#### Alıştırmalar
1 – 28 Şubat ve Ezherliler yazısına göre aşağıdaki soruları cevaplayın.
(a) O yıllarda Mısır hangi sebeplerle ortalama Türk öğrenciye hitap ediyordu?
(b) Boşa düşen mezunların bir kısmı mecburiyetten nerelerde görev yapıyor?
(c) Rövanş döneminde binlerce memur ve asker görevlerine nasıl döndü?
2 – 28 Şubat ve Ezherliler yazısını iki cümleyle özetleyin.
3 – 28 Şubat ve Ezherliler yazısını son cümlesinden itibaren devam ettirin.

#### Belge
________________
28 Şubat ve Ezherliler

28 Şubat ve Ezherliler

28 Şubat sürecinde ülkede pek çok kesim mağdur oldu. Memurların tayini çıktı, müdürlük unvanları ellerinden alındı, başörtülüler okullarından ayrıldı, askerler gözlerinin YAŞ’ına bakmadan ordudan atıldı.

 

28 Şubat ve Ezherliler

 

TİMEALEM / DR.NECMETTİN ÇALIŞKAN

 

Bugün de bir mağduriyetten söz edeceğiz.

Yakın tarihimizin acı sayfalarında yer alan, 28 Şubat’ın son mağdurlarından, el-Ezher Üniversitesi mezunlarından…

Çok renkli bir dönemdi. İçerde Refah’ın yükseldiği, İslamcı siyasal akımın zirve yaptığı, gençlik kadrolarının çeşitli üniversitelerde aktif olduğu, kadronun ideolojik amaçlarına uygun öğrencilerin, çeşitli ülkelere özellikle Mısır’a gittiği yıllardı.

O yıllar Mısır, diplomatik ilişkiler, diplomanın geçerli oluşu (denkliği), refah düzeyi vs. gibi sebeplerle ortalama Türk öğrenciye hitap etmekteydi.

Binlerce öğrenci dini geleneklere bağlı tarihi el-Ezher Üniversitesi’nde öğrenim görmekteydi.

Çevrenizde hoca kimliğiyle bilinen, pek çok STK’da etkin rolü olan, çoğunu bilip tanıdığınız, fedakâr cefakâr insanların yürek burkan hikâyelerinden, ne yiyip içtiğinden, maddi durumundan haberdar olmadığınız, yüzünüze gülen, içi kan ağlayan hocalardan söz edeceğiz.

Bu tezgâhtan kimler çıkmadı ki?  O dönem öğrencilerinden şimdiki, Cumhurbaşkanı tercümanı, Genel Başkan Yardımcısı, radikal ve ılımlı hocalar, her mezhep ve meşrepten tasavvuf taraftarı ve karşıtları, Türkiye ve Avrupa’da, müftü, cemaat lideri mealci, siyerci, kanaat önderi, yazar ve akademisyen vs.

Boşa düşenler ise, bir kısmı mecburiyetten ya firmaların ihracat departmanında ya da hac umre organizasyonlarında görev yapıyor.

28 Şubat sürecinde ülkede pek çok kesim mağdur oldu. Memurların tayini çıktı, müdürlük unvanları ellerinden alındı, başörtülüler okullarından ayrıldı, askerler gözlerinin YAŞ’ına bakmadan ordudan atıldı.

Şimdi rövanş dönemiydi, mağdur olan tüm kesimlerin hakları iade edildi. Binlerce memur ve asker disiplin affıyla görevlerine döndü, emeklilik hakları verildi.
________________
Bir veri kümesindeki kayıtlar

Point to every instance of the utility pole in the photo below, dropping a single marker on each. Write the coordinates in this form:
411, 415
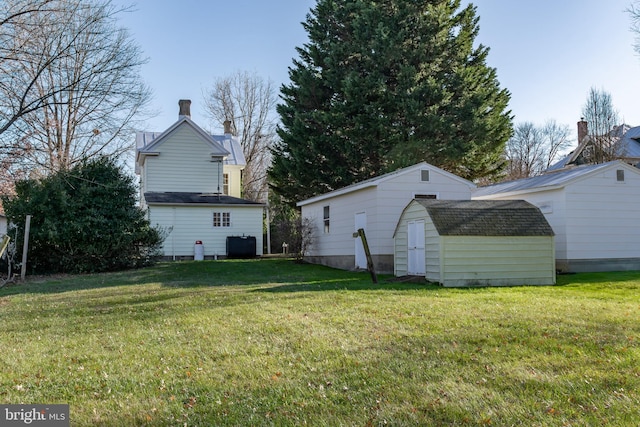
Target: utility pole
25, 247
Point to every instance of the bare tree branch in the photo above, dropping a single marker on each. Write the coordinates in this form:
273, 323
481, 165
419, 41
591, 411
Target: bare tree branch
71, 87
248, 102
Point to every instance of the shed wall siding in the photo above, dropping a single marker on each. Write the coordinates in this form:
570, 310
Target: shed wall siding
342, 209
382, 204
489, 260
190, 223
553, 205
184, 164
602, 217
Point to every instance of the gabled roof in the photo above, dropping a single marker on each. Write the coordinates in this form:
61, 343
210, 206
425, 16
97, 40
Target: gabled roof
486, 218
225, 146
153, 140
184, 198
627, 146
374, 182
549, 181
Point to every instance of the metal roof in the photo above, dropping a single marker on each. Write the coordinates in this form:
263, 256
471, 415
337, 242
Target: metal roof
546, 181
373, 182
226, 145
185, 198
486, 218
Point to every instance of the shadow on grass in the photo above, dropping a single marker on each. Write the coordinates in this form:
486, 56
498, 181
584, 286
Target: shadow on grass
269, 274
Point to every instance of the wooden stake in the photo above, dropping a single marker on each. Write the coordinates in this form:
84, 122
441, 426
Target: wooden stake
370, 266
25, 247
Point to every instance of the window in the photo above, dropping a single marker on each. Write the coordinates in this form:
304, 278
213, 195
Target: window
326, 219
222, 219
225, 183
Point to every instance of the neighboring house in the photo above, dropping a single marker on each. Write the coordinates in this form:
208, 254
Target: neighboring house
190, 184
623, 143
373, 205
593, 210
475, 243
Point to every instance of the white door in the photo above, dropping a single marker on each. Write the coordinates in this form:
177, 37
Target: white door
361, 258
415, 252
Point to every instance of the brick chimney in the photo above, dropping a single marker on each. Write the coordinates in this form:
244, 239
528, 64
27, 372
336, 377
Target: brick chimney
583, 130
185, 108
227, 127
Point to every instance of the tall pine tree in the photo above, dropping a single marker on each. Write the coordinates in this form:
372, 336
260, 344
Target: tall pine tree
383, 85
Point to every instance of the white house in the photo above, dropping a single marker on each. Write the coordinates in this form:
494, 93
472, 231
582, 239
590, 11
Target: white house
593, 210
622, 141
375, 206
474, 243
190, 184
________________
#### Cevap Anahtarı
1 –
(a) Diplomatik ilişkiler, diplomanın geçerli oluşu (denkliği) ve refah düzeyi gibi sebeplerle.
(b) Firmaların ihracat departmanında ya da hac umre organizasyonlarında.
(c) Disiplin affıyla görevlerine döndüler ve emeklilik hakları verildi.

2 – Yazı, 28 Şubat sürecinde memurlar, başörtülüler ve askerler gibi pek çok kesimin mağdur olduğunu, ardından gelen rövanş döneminde bu kesimlerin haklarının iade edildiğini belirtiyor. Yazar, o yıllarda Mısır'daki el-Ezher Üniversitesi'nde okuyan binlerce Türk öğrenciyi 28 Şubat'ın son mağdurları olarak ele alıyor ve mezunlarından bazılarının önemli görevlere geldiğini, boşa düşenlerin bir kısmının ise ihracat departmanlarında ya da hac umre organizasyonlarında çalıştığını anlatıyor.

3 –
Ama bir kesim; 28 Şubat sürecinin zor kısmını üstlenen kesim; Ezherliler hariç. Çünkü onlar, tehlikeli bölgede mayınlı alandaydılar.

Süreç içinde diğer mağdur kesimler gibi Ezherlilerin sesi gür çıkmadığından daha doğrusu utanarak, hak talebinde bulunmadıklarından, haksızlığı telafi eden yeterli bir düzenleme yapılmadı.

Ülkemizdeki binlerce Ezher Mezununun sorunları hâlâ çözüm bekliyor. Ortada kesin bir mağduriyet ve anayasal vatandaşlık haklarının çiğnenmesi söz konusu.

Kanuni haklarla yasal yollardan, Milli Eğitim Bakanlığı’ndan alınan belge ile resmi öğrenci statüsünde olan, hatta bizzat devlet tarafından resmi öğrenci olarak gönderilmiş olanlar da dâhil; Ezher mezunlarının diplomaları yok sayıldı.

YÖK tarafından denklik verilenlerin diplomaları, geriye dönük iptal edilerek geçersiz kılınarak “Sen artık lise mezunusun” dendi.

Bunun sonucunda, kısa dönem askerlik yapıp terhis olanlar, tekrar askere çağrıldı.

Asaleti tasdik olmayan yeni öğretmenler, meslekten ve görevden ihraç edildi.

Asaleti tasdik olanlardan, okuldaki müdür ve öğretmen, hizmetli oldu.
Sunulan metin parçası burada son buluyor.